§ **What you have to do**: Update the lines of the listing between the one holding "For every instance of the group" and the one holding "[[891, 268]]", inclusive, by replacing "gray beanie" with "wool hat". Return only those lines and leave everything else in them unchanged.

§ **Records to process**:
________________________________________

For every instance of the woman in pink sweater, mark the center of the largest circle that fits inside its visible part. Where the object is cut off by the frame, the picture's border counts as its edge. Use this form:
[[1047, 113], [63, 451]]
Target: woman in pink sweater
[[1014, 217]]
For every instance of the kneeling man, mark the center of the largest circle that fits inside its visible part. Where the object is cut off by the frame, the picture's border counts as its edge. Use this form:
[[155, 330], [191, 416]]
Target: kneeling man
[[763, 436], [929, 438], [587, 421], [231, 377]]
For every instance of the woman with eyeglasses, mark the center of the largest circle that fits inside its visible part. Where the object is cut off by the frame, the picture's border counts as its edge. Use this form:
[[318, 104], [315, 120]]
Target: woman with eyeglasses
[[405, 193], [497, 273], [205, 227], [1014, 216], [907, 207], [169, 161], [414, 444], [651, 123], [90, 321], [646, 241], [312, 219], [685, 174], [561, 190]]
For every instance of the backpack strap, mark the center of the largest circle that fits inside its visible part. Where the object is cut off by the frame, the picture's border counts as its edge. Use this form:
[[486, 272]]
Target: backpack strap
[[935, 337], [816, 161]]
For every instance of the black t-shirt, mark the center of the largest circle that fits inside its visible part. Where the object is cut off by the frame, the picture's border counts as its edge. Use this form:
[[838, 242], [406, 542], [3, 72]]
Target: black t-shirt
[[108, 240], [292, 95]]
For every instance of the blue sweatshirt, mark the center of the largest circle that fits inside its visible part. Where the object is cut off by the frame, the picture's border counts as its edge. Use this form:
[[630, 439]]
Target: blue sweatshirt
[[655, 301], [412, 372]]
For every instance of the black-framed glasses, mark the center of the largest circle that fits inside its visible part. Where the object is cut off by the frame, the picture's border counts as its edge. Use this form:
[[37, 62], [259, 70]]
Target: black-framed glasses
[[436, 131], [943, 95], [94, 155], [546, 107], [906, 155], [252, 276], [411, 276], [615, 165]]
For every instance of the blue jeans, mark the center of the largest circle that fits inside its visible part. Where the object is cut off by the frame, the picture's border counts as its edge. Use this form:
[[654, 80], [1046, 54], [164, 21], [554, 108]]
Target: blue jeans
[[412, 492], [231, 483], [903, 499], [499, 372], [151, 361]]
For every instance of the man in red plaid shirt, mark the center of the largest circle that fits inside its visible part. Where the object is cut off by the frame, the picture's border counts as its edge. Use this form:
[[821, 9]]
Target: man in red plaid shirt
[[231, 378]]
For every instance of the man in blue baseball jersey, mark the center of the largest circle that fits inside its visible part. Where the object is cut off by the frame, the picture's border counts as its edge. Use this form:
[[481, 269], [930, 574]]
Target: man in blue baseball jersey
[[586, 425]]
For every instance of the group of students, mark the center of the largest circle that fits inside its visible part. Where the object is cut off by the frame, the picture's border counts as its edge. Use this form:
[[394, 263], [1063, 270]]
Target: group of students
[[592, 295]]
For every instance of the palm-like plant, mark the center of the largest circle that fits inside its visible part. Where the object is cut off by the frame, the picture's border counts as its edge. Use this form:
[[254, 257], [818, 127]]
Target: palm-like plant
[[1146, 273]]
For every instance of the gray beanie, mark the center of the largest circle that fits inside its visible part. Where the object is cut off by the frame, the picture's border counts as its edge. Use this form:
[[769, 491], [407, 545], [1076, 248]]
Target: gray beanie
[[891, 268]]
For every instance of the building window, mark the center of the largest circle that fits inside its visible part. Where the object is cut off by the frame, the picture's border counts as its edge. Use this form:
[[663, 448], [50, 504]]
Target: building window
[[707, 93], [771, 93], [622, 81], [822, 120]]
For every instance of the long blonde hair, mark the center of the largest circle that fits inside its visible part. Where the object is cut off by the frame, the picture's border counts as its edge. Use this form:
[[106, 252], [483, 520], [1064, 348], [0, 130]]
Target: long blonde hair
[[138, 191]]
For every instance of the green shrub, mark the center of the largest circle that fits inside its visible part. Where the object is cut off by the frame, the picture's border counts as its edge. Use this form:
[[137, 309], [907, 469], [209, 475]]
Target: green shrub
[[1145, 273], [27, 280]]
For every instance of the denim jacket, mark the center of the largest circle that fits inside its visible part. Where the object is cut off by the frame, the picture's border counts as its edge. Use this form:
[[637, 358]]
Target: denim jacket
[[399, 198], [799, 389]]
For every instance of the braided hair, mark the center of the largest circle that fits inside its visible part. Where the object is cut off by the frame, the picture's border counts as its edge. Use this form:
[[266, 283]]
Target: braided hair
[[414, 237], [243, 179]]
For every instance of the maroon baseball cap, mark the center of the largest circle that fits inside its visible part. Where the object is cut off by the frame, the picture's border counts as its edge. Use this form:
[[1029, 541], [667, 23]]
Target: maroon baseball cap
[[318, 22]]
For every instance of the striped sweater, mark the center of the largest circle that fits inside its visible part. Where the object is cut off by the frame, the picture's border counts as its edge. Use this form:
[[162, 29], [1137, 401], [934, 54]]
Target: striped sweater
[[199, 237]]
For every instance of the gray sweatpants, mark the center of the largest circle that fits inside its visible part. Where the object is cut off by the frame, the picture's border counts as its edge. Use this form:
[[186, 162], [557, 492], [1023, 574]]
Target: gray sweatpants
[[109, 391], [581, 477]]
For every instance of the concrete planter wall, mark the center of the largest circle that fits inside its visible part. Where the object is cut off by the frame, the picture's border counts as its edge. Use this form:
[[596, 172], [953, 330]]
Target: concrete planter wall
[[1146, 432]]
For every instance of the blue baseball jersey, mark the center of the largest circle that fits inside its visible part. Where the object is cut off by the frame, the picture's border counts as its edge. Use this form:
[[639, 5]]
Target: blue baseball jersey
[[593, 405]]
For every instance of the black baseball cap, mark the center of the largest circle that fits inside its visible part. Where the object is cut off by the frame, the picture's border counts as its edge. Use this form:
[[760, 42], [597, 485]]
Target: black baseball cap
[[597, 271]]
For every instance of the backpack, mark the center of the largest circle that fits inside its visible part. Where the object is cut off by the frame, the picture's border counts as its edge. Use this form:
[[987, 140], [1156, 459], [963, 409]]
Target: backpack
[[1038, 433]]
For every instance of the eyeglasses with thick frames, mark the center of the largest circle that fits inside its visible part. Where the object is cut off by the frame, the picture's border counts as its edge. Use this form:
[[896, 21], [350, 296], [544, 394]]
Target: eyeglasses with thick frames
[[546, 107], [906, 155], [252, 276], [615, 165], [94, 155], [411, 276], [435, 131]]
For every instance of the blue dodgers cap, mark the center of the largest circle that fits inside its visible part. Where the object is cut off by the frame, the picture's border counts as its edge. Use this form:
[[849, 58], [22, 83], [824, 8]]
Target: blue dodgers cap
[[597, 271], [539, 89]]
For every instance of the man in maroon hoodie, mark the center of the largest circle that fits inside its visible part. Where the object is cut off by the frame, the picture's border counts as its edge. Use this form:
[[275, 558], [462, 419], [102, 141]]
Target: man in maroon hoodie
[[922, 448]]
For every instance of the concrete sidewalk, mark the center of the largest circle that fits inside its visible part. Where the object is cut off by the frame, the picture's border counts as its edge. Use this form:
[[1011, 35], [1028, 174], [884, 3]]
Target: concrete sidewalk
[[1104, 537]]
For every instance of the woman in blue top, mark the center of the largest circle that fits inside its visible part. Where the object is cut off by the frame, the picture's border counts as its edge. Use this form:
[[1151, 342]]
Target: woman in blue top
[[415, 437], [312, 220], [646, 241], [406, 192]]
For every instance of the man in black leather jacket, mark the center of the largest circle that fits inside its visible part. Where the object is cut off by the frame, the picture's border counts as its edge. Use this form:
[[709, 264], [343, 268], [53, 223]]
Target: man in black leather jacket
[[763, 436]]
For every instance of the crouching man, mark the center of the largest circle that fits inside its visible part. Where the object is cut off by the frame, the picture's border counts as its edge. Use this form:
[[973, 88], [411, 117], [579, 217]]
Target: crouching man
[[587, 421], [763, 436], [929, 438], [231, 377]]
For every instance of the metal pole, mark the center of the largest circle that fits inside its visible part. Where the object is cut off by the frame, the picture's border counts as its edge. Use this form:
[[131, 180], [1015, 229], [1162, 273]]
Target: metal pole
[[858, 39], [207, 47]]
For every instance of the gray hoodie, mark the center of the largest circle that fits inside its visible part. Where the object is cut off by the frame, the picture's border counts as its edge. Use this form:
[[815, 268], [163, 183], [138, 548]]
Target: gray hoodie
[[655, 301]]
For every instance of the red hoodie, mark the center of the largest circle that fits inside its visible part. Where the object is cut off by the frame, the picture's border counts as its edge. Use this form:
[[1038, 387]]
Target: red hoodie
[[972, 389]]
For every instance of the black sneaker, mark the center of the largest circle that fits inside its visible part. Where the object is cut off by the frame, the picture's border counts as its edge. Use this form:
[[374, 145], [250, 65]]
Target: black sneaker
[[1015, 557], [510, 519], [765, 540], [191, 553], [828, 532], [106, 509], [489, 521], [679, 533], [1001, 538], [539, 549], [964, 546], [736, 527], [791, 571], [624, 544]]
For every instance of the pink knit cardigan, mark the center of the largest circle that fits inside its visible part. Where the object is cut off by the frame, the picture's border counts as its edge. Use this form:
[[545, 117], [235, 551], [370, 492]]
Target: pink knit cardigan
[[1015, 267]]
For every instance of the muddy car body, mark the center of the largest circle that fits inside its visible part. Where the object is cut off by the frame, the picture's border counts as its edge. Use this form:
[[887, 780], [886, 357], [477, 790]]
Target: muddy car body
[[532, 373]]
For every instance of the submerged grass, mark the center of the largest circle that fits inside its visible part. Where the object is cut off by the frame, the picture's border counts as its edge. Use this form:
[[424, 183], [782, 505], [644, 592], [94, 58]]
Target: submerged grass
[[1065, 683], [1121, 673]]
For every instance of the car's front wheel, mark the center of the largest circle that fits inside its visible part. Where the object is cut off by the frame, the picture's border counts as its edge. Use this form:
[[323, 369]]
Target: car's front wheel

________________________________________

§ **Reply to the exercise**:
For every instance of the group of students, mark the center of the largest circle that fits inside its visible part. Where the object is cut off by the frame, the picture's border counts as its edge. Use this form:
[[394, 263], [1063, 270]]
Target: group of students
[[592, 295]]
For every instance of the palm-like plant, mark the center of the largest circle that fits inside its visible part. Where the object is cut off by the frame, the picture's border counts as its edge. Use this form:
[[254, 257], [818, 127]]
Target: palm-like plant
[[1146, 273]]
For every instance of the wool hat, mark the center of the largest circle that fits inside its visible part. Where the object is cut off by the frame, the picture's border counts as its edge. Use this form:
[[769, 491], [407, 545], [1076, 248]]
Target: wool hat
[[891, 268]]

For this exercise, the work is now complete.